▶ GIVEN EXERCISE: Reproduce every one of the following items word for word, with no changes.

▶ DATA SECTION:
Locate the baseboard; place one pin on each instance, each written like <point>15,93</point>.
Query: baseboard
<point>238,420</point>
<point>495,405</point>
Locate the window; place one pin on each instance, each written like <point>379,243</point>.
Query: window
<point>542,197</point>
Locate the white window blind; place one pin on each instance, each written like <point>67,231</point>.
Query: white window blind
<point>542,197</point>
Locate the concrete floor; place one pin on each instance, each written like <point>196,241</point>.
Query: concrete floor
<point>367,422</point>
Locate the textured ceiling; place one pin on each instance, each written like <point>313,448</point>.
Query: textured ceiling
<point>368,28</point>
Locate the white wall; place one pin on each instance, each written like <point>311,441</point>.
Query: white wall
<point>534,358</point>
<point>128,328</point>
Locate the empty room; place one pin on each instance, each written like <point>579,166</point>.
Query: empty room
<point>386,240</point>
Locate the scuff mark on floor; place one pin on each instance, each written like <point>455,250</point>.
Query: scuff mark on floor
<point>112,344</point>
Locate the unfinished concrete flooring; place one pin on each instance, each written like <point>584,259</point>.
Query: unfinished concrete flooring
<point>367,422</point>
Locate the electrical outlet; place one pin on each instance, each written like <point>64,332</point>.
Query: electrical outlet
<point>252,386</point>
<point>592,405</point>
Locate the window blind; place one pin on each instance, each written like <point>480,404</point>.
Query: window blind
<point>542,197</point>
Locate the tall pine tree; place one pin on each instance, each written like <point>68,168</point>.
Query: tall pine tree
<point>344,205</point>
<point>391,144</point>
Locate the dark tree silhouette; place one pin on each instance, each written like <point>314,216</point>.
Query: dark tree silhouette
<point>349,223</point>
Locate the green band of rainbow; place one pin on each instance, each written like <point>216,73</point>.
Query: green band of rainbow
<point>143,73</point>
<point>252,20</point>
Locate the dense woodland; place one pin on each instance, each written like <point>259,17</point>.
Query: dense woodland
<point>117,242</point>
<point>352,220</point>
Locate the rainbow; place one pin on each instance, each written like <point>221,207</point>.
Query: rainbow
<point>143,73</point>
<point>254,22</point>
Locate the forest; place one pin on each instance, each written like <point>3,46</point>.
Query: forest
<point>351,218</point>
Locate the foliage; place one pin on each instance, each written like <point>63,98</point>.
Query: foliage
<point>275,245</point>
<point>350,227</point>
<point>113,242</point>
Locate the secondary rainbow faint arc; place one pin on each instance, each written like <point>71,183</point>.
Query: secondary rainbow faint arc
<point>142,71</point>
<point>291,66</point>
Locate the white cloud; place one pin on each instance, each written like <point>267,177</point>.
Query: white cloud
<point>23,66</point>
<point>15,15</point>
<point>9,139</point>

▶ THE OUTPUT:
Locate the baseboard; place one pin on each instance, each written like <point>15,93</point>.
Query: baseboard
<point>238,420</point>
<point>495,405</point>
Locate the window; place one pin on each instance, each written like <point>379,243</point>.
Query: window
<point>542,197</point>
Locate the white window blind; place one pin on each instance, each written like <point>67,231</point>.
Query: white window blind
<point>542,197</point>
Locate the concrete floor; place one pin on each instance, each written like <point>196,241</point>.
Query: concrete floor
<point>367,422</point>
Locate the textured ceiling; place one pin on each instance, each written like <point>313,448</point>.
Query: textured ceiling
<point>368,28</point>
Locate the white wall; place one pin on each instance, each written like <point>311,441</point>.
Query: white wall
<point>534,358</point>
<point>128,328</point>
Locate the empty room; place one pin on each instance, each written like <point>579,166</point>.
Query: empty room
<point>386,240</point>
Locate the scuff mark on floor; place one pin on each instance, each written like <point>455,250</point>.
Query: scuff mark on floor
<point>112,344</point>
Locate the unfinished concrete flooring; place one pin on each instance, each written like <point>584,259</point>.
Query: unfinished concrete flooring
<point>367,422</point>
Locate the electrical outlet; place one pin on each instance, each written like <point>64,332</point>.
Query: electrical outlet
<point>252,386</point>
<point>592,405</point>
Locate the window blind; place one pin on each instance, each written like <point>480,404</point>.
Query: window blind
<point>542,197</point>
Locate the tall pine tree; place one pin on each instance, each written like <point>68,168</point>.
Query: tall pine tree
<point>344,205</point>
<point>391,144</point>
Locate the dark tree silhouette; place one pin on each instance, each written like <point>314,216</point>.
Query: dark tree silhouette
<point>349,223</point>
Locate the green band of rainbow; place one pin on each instance, each written like <point>216,73</point>.
Query: green band of rainbow
<point>143,73</point>
<point>252,20</point>
Locate the dense woodland; place one pin on each instance, each written like <point>259,17</point>.
Query: dense woodland
<point>117,242</point>
<point>352,220</point>
Locate the rainbow; place one pin on each instance, each written like <point>221,207</point>.
Query: rainbow
<point>143,73</point>
<point>254,22</point>
Locate the forest; place one pin on each instance, each written like <point>3,46</point>.
Query: forest
<point>351,218</point>
Locate the foliage; place one pin on each instance, each written like <point>63,98</point>.
Query: foliage
<point>275,245</point>
<point>350,227</point>
<point>113,242</point>
Locate the secondary rainbow faint arc; place one pin on each instance, each written like <point>71,183</point>.
Query: secondary rainbow faint arc
<point>142,71</point>
<point>291,66</point>
Locate the white cloud; place one pin on each instance, each written like <point>267,177</point>.
Query: white cloud
<point>23,66</point>
<point>15,15</point>
<point>9,139</point>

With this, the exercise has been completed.